--- Material for this exercise ---
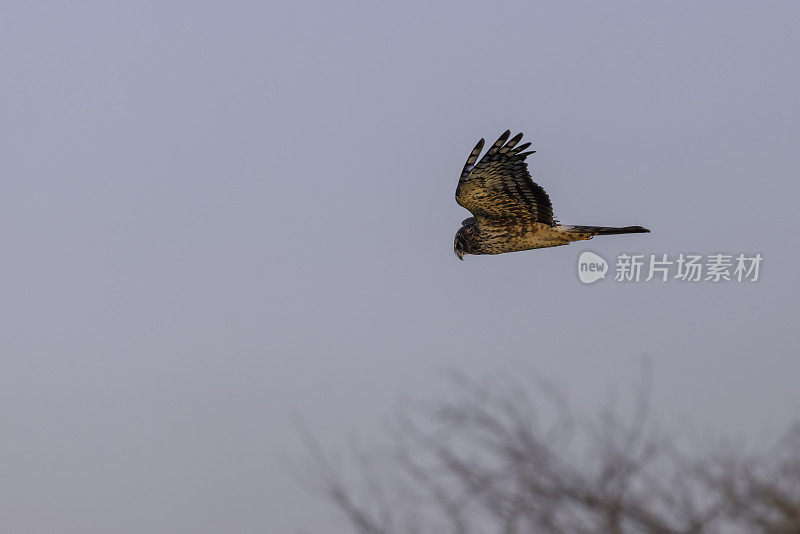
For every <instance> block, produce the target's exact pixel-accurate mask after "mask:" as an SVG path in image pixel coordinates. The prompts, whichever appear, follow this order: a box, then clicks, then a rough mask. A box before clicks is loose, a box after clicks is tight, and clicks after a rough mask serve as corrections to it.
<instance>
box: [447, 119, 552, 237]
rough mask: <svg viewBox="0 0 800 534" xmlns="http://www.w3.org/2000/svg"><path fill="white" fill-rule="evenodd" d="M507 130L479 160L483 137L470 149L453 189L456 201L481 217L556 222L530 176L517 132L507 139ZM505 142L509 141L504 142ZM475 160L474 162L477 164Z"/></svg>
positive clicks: (544, 197)
mask: <svg viewBox="0 0 800 534" xmlns="http://www.w3.org/2000/svg"><path fill="white" fill-rule="evenodd" d="M510 135H511V131H509V130H506V131H505V132H504V133H503V135H501V136H500V138H499V139H498V140H497V141H495V143H494V144H493V145H492V146H491V148H489V150H488V151H487V152H486V154H484V155H483V157H482V158H481V159H480V161H478V155H480V153H481V150H482V149H483V144H484V140H483V139H481V140H480V141H478V144H477V145H475V148H473V149H472V153H470V155H469V158H467V163H466V164H465V165H464V170H463V171H461V179H459V181H458V187H457V188H456V202H458V203H459V204H460V205H461V206H464V207H465V208H467V209H468V210H469V211H471V212H472V214H473V215H475V217H476V218H477V219H478V221H479V222H480V221H481V219H520V220H527V221H530V222H539V223H544V224H547V225H550V226H554V225H555V221H554V219H553V206H552V204H551V203H550V197H548V196H547V193H545V191H544V189H542V187H541V186H540V185H539V184H537V183H535V182H534V181H533V180H532V179H531V175H530V172H528V164H527V163H525V158H526V157H528V156H529V155H530V154H533V153H534V152H535V150H530V151H528V152H524V150H525V149H526V148H528V147H529V146H530V145H531V144H530V143H523V144H521V145H517V143H519V142H520V140H521V139H522V134H521V133H519V134H517V135H515V136H514V137H512V138H511V139H510V140H509V139H508V138H509V136H510ZM506 141H508V142H506ZM476 162H477V163H476Z"/></svg>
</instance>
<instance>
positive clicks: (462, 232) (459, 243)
mask: <svg viewBox="0 0 800 534" xmlns="http://www.w3.org/2000/svg"><path fill="white" fill-rule="evenodd" d="M474 234H475V229H474V228H473V227H471V226H468V225H467V226H462V227H461V228H459V229H458V232H456V238H455V241H454V242H453V252H455V253H456V256H458V259H460V260H463V259H464V254H473V251H474V247H473V242H474V240H475V235H474Z"/></svg>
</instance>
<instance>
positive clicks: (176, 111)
---
__Task objective__. The records above must be echoed exactly, minus their pictures.

__Solution__.
For every <instance> block, produce the target's exact pixel-accurate mask after "mask:" as an SVG path in image pixel coordinates. The prompts, whichever appear, follow this order: a box, then clicks, then a rough mask. A box before clicks is loose, a box after clicks is tight, and clicks after a rough mask serve as corrections to it.
<instance>
box: [447, 119, 552, 237]
rough mask: <svg viewBox="0 0 800 534" xmlns="http://www.w3.org/2000/svg"><path fill="white" fill-rule="evenodd" d="M507 130L479 160L483 137L470 149L453 189L456 201L481 217L556 222L530 176L517 132L507 139ZM505 142L509 141L504 142ZM475 160L474 162L477 164Z"/></svg>
positive clicks: (544, 197)
mask: <svg viewBox="0 0 800 534" xmlns="http://www.w3.org/2000/svg"><path fill="white" fill-rule="evenodd" d="M510 135H511V131H509V130H506V131H505V132H504V133H503V135H501V136H500V138H499V139H498V140H497V141H495V143H494V144H493V145H492V146H491V148H489V150H488V151H487V152H486V154H484V155H483V157H482V158H481V159H480V161H478V155H480V153H481V150H482V149H483V144H484V140H483V139H481V140H480V141H478V144H477V145H475V148H473V149H472V153H470V155H469V158H467V163H466V164H465V165H464V170H463V171H461V179H459V181H458V187H457V188H456V202H458V203H459V204H460V205H461V206H464V207H465V208H467V209H468V210H469V211H471V212H472V214H473V215H475V217H476V218H477V219H478V221H479V222H480V221H481V219H520V220H527V221H530V222H539V223H544V224H547V225H550V226H554V225H555V221H554V219H553V206H552V204H551V203H550V197H548V196H547V193H545V191H544V189H542V187H541V186H540V185H539V184H537V183H535V182H534V181H533V180H532V179H531V175H530V172H528V164H527V163H525V158H526V157H528V156H529V155H530V154H533V153H534V152H535V150H530V151H528V152H524V150H525V149H526V148H528V147H529V146H530V145H531V144H530V143H523V144H521V145H517V143H519V142H520V140H521V139H522V134H521V133H519V134H517V135H515V136H514V137H512V138H511V139H510V140H509V139H508V138H509V136H510ZM506 141H508V142H506ZM476 162H477V163H476Z"/></svg>
</instance>
<instance>
positive clicks: (462, 232) (459, 243)
mask: <svg viewBox="0 0 800 534" xmlns="http://www.w3.org/2000/svg"><path fill="white" fill-rule="evenodd" d="M474 234H475V229H474V228H473V227H471V226H468V225H467V226H462V227H461V228H459V229H458V232H456V238H455V241H454V242H453V252H455V253H456V256H458V259H460V260H463V259H464V254H473V251H474V247H473V242H474V240H475V235H474Z"/></svg>
</instance>
<instance>
positive clicks: (176, 111)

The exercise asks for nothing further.